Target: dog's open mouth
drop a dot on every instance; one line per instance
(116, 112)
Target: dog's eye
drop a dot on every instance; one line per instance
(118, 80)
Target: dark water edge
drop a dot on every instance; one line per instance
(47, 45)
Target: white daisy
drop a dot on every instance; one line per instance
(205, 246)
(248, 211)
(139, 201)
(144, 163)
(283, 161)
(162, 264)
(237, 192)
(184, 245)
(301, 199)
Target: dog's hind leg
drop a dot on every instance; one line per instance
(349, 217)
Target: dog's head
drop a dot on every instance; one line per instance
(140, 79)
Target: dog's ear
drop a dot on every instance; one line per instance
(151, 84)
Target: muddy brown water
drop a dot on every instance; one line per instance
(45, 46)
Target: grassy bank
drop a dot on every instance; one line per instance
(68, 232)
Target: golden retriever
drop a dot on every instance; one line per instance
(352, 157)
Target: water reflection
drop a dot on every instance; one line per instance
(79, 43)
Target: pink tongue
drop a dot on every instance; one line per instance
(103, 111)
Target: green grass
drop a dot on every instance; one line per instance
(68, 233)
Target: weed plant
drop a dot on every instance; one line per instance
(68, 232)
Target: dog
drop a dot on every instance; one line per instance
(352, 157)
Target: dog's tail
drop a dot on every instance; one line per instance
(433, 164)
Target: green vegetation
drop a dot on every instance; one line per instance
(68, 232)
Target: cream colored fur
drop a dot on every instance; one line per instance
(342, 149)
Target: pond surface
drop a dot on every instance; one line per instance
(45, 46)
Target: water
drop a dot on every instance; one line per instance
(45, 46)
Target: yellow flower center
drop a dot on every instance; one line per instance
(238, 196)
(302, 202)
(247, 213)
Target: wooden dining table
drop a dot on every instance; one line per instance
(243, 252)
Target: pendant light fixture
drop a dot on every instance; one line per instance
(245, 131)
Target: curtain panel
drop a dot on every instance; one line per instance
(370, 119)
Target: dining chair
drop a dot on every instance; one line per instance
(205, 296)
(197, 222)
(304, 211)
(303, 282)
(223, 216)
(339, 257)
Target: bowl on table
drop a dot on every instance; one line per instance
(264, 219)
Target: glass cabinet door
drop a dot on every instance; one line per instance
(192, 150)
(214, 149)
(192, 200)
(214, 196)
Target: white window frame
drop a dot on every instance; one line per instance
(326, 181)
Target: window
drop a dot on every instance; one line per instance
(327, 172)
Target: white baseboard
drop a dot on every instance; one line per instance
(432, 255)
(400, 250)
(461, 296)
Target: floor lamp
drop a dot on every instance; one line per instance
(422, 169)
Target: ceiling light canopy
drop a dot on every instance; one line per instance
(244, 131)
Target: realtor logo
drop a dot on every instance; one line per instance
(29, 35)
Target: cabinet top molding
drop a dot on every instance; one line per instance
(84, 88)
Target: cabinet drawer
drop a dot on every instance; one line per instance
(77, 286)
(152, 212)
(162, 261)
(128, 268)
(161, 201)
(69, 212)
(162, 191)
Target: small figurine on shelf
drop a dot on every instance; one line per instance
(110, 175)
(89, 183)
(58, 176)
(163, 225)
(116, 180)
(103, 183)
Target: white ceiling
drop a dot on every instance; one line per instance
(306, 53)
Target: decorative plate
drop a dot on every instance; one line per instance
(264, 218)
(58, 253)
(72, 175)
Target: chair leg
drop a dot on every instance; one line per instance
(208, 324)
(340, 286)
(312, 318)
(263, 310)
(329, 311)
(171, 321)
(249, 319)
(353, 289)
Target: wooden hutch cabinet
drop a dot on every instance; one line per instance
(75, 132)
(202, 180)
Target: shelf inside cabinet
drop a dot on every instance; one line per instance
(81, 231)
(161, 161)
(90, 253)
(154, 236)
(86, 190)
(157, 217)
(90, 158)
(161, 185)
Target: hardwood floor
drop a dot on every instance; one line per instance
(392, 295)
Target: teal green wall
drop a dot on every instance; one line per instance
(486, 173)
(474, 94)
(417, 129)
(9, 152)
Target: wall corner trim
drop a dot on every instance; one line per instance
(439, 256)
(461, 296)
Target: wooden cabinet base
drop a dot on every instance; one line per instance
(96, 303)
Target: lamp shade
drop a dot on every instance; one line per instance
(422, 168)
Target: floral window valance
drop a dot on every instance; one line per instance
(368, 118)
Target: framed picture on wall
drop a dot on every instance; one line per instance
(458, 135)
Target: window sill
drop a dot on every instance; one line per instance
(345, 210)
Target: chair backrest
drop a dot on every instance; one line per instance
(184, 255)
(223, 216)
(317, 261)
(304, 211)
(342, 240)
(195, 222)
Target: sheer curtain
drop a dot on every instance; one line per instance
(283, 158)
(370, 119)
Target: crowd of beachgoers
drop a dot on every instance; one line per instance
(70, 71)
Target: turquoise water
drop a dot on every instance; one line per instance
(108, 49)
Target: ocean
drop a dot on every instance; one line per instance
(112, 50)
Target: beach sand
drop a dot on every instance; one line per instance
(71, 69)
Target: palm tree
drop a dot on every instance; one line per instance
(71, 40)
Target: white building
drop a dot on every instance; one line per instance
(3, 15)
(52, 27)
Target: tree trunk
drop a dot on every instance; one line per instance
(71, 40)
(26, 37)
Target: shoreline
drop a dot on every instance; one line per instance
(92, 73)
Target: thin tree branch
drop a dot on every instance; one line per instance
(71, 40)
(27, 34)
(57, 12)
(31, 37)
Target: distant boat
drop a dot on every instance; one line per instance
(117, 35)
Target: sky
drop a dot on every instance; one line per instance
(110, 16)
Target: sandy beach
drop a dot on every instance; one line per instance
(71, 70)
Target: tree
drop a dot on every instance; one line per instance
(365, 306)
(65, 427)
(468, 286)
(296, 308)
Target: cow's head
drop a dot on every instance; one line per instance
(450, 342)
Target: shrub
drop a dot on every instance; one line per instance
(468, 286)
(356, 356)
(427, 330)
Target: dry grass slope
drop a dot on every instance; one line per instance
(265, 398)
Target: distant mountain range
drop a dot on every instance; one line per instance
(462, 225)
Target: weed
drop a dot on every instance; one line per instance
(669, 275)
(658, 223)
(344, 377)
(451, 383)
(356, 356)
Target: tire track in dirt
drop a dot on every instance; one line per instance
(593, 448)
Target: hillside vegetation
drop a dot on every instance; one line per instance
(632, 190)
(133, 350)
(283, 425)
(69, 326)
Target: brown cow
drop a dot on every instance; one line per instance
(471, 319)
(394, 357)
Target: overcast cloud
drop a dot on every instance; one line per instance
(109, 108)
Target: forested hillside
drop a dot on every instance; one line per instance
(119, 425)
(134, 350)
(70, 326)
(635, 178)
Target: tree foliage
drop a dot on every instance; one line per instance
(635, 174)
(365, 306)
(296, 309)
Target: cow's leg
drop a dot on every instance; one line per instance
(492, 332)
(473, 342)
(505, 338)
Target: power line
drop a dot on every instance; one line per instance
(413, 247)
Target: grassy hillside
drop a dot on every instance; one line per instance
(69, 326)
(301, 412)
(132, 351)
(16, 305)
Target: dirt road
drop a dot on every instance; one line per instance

____

_Exercise instructions:_
Please repeat all of the records above, renaming every "drop a dot" as "place a point" and keeping everything else unchanged.

_Result for this task:_
Target: dog's open mouth
place a point on every instance; one line per instance
(116, 112)
Target: dog's eye
place a point on every instance; one line per instance
(118, 80)
Target: dark water edge
place a point on every instance; one line per instance
(47, 45)
Target: white daisy
place a point on every instance; one line per instance
(205, 246)
(248, 211)
(139, 201)
(144, 163)
(283, 161)
(162, 264)
(237, 192)
(184, 245)
(301, 199)
Target: dog's hind leg
place a point on every instance; one line per instance
(349, 217)
Target: dog's head
place a point on every instance; one line per instance
(140, 79)
Target: dog's ear
place a point on every instance; one line per instance
(151, 84)
Target: muddy brown water
place a point on every instance; one line per instance
(45, 46)
Target: grassy bank
place a point on every instance; one line per instance
(68, 232)
Target: golden retriever
place a point on every instance; one line per instance
(352, 157)
Target: water reflection
place a point on every instance; one line per instance
(79, 43)
Target: pink tongue
place a point on every instance; one line per instance
(103, 111)
Target: green grass
place a point on every instance; one line per instance
(68, 233)
Target: weed plant
place a point on every instance; one line per instance
(68, 232)
Target: dog
place a point on every instance; one line per instance
(352, 157)
Target: dog's tail
place a point on every instance; one line per instance
(433, 164)
Target: green vegetation
place a point on every instance; one line per instance
(68, 232)
Target: cream colored fur
place a point on every instance; one line per instance
(342, 149)
Target: pond surface
place a point on every instance; one line per instance
(45, 46)
Target: water
place a point on every instance; one line per instance
(45, 46)
Target: yellow flower center
place a point on every instance; one line per instance
(238, 196)
(302, 202)
(247, 213)
Target: wooden dining table
place a point on every instance; one line per instance
(243, 252)
Target: pendant light fixture
place a point on every instance; one line per instance
(245, 131)
Target: curtain panel
place a point on every instance; one line per instance
(370, 119)
Target: dining chair
place a point on every instance; one line per instance
(205, 296)
(197, 222)
(304, 211)
(303, 282)
(223, 216)
(339, 257)
Target: bowl on table
place a point on every instance; one line per instance
(264, 219)
Target: glass cabinet door
place a point on every instance; one line per instance
(192, 150)
(214, 149)
(192, 200)
(214, 196)
Target: white window frame
place a point on every instance; one line per instance
(326, 181)
Target: window
place a point on every instance; one line per instance
(327, 172)
Target: white baseboard
place a point on every instance; one line per instance
(432, 255)
(400, 250)
(461, 296)
Target: floor lamp
place a point on every instance; one line per instance
(422, 169)
Target: ceiling light canopy
place a point on every instance; one line per instance
(244, 131)
Target: realtor logo
place a point on every instance; one line per instance
(29, 35)
Target: cabinet top molding
place a point on every instance; one line per instance
(84, 88)
Target: cabinet drawer
place a point on every instance; one line per instance
(77, 286)
(152, 212)
(162, 261)
(128, 268)
(161, 201)
(69, 212)
(162, 191)
Target: small figurine on shelf
place a point on every instance; one line per instance
(110, 175)
(89, 183)
(58, 176)
(163, 225)
(116, 180)
(103, 183)
Target: white ceiling
place a point on every instance; one line per instance
(306, 53)
Target: decorative plate
place a point on every instance; one line per instance
(264, 218)
(58, 253)
(72, 175)
Target: chair leg
place a point on every instance; one line per instance
(208, 324)
(340, 286)
(312, 318)
(263, 310)
(329, 311)
(171, 321)
(249, 319)
(353, 289)
Target: wooden hutch cabinet
place a point on every instance; one line per instance
(75, 132)
(202, 180)
Target: shelf inside cabinet
place a point on every instance; one line per instance
(81, 231)
(161, 161)
(90, 253)
(154, 236)
(86, 190)
(157, 217)
(90, 158)
(161, 185)
Target: hardwood floor
place a point on every instance; one line per instance
(392, 295)
Target: teal green wall
place a point on every instance; one line per instance
(486, 173)
(474, 94)
(417, 129)
(9, 152)
Target: wall corner trim
place a point on every instance; one line per instance
(439, 256)
(461, 296)
Target: wooden cabinet base
place a point on every instance; one line per instance
(96, 303)
Target: lamp shade
place a point on every instance; one line per instance
(422, 168)
Target: floral window valance
place a point on every instance; one line per instance
(368, 118)
Target: framed picture on wall
place a point on every instance; one line per instance
(458, 135)
Target: window sill
place a point on every instance; one line per instance
(345, 210)
Target: chair backrest
place a point on every instance; one line per instance
(184, 255)
(223, 216)
(317, 261)
(304, 211)
(342, 240)
(195, 222)
Target: sheer curtain
place a point on every instance; one line per instance
(283, 158)
(370, 119)
Target: crowd of beachgoers
place a point on every instance; one line per instance
(70, 71)
Target: turquoise water
place a point on every instance; one line per instance
(108, 49)
Target: ocean
place a point on every instance; one line per instance
(112, 50)
Target: beach sand
place a point on every instance; one line per instance
(71, 69)
Target: palm tree
place a point on every instance; one line per instance
(71, 40)
Target: white building
place a point on every instance; one line per instance
(3, 15)
(52, 27)
Target: tree trunk
place a point on every instance; one line per instance
(71, 40)
(26, 37)
Target: shoreline
place a point on every instance; one line per instance
(92, 73)
Target: thin tree branch
place a point on every instance; one line per instance
(71, 40)
(27, 34)
(57, 12)
(31, 37)
Target: distant boat
place a point on every instance; one line per instance
(117, 35)
Target: sky
place a point on every instance; one line per instance
(110, 16)
Target: sandy beach
place a point on every instance; one line per instance
(71, 70)
Target: tree
place a point on every instance; one line per instance
(365, 306)
(65, 427)
(468, 286)
(296, 308)
Target: cow's head
place a point on every instance; one line per instance
(450, 342)
Target: shrub
place a point on every instance; one line per instance
(468, 286)
(356, 356)
(427, 330)
Target: dry grass slope
place a point on every instance; one line per instance
(265, 398)
Target: distant mountain range
place a point on every instance; one line per instance
(462, 225)
Target: weed
place a point on every instance; one line per instance
(669, 275)
(658, 223)
(344, 377)
(451, 383)
(356, 356)
Target: tire track in dirt
place a point on every instance; one line per instance
(593, 448)
Target: hillside vegetation
place a point on every instance; one line per instance
(632, 190)
(133, 350)
(283, 425)
(69, 326)
Target: brown cow
place a point on every instance; one line per instance
(471, 319)
(394, 357)
Target: overcast cloud
place a point on every instance; one line per instance
(109, 108)
Target: forested hillside
place a point on every instance; one line per instance
(119, 425)
(134, 350)
(70, 326)
(635, 178)
Target: tree foliage
place a point on every instance; one line per instance
(635, 174)
(365, 306)
(296, 309)
Target: cow's leg
place a point on every instance; one line per instance
(492, 332)
(473, 342)
(505, 338)
Target: power line
place a point on every instance; one line per instance
(413, 247)
Target: grassy hillside
place a point on every instance; one line per instance
(69, 326)
(301, 412)
(132, 351)
(16, 305)
Target: dirt road
place a point on every instance; one line per instance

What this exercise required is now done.